[Texto apresentado]
******

Programa, criado e apresentado pelo veterano Rolando Boldrin, é o único no Brasil que abre espaço para artistas de verdade
Foi num domingo recente, assistindo ao programa Sr. Brasil, da TV Cultura, que tive a alegria de ver e ouvir a cantora Mariene de Castro. Afirmo, sem medo de errar, que é a voz mais bonita da Bahia.
Esse programa, criado e apresentado pelo veterano Rolando Boldrin, é o único no Brasil que abre espaço para artistas de verdade. Foi graças a ele que fiquei conhecendo uma pianista e cantora simplesmente maravilhosa de nome Ju Cassou. Jucelene Cassou Guimarães é uma curitibana de raro talento, que além de cantora, instrumentista e arranjadora, é também dubladora. Fico sabendo que é dela a voz da personagem Bela, na última versão do filme A Bela e a Fera. Uma das músicas que ela cantou, acompanhando-se ao piano, foi o Expresso 2222, de Gilberto Gil, num arranjo dela que deve ter deixado Gil maravilhado. Como o lema do programa é “Vamos tirar o Brasil da gaveta”, essa artista, Ju Cassou, saiu da gaveta e tomou lugar na galeria das minhas admirações.

******

[Dados exibidos]
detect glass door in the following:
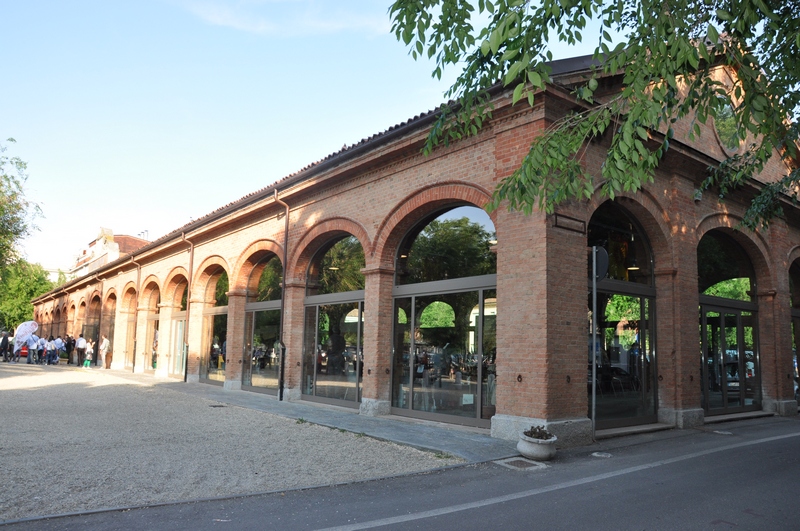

******

[Objetivos]
A – Imprima o trecho do texto sobre o programa Sr. Brasil que vai de "Esse programa, criado" até "das minhas admirações.".
B – Responda, com base no texto sobre o programa Sr. Brasil:
(i) Em que emissora é exibido o programa?
(ii) De que cidade é Ju Cassou?
(iii) Quem faz a voz da personagem Bela na última versão do filme A Bela e a Fera?
C – Segundo o texto sobre o programa Sr. Brasil, por que se diz que Ju Cassou "saiu da gaveta"?

[Respostas a seguir]
A –
Esse programa, criado e apresentado pelo veterano Rolando Boldrin, é o único no Brasil que abre espaço para artistas de verdade. Foi graças a ele que fiquei conhecendo uma pianista e cantora simplesmente maravilhosa de nome Ju Cassou. Jucelene Cassou Guimarães é uma curitibana de raro talento, que além de cantora, instrumentista e arranjadora, é também dubladora. Fico sabendo que é dela a voz da personagem Bela, na última versão do filme A Bela e a Fera. Uma das músicas que ela cantou, acompanhando-se ao piano, foi o Expresso 2222, de Gilberto Gil, num arranjo dela que deve ter deixado Gil maravilhado. Como o lema do programa é “Vamos tirar o Brasil da gaveta”, essa artista, Ju Cassou, saiu da gaveta e tomou lugar na galeria das minhas admirações.

B –
(i) Na TV Cultura.
(ii) De Curitiba; o texto a chama de curitibana.
(iii) Ju Cassou, ou Jucelene Cassou Guimarães.

C – Porque o lema do programa Sr. Brasil é "Vamos tirar o Brasil da gaveta". Foi graças ao programa que quem escreve conheceu a artista, que então tomou lugar na galeria de suas admirações.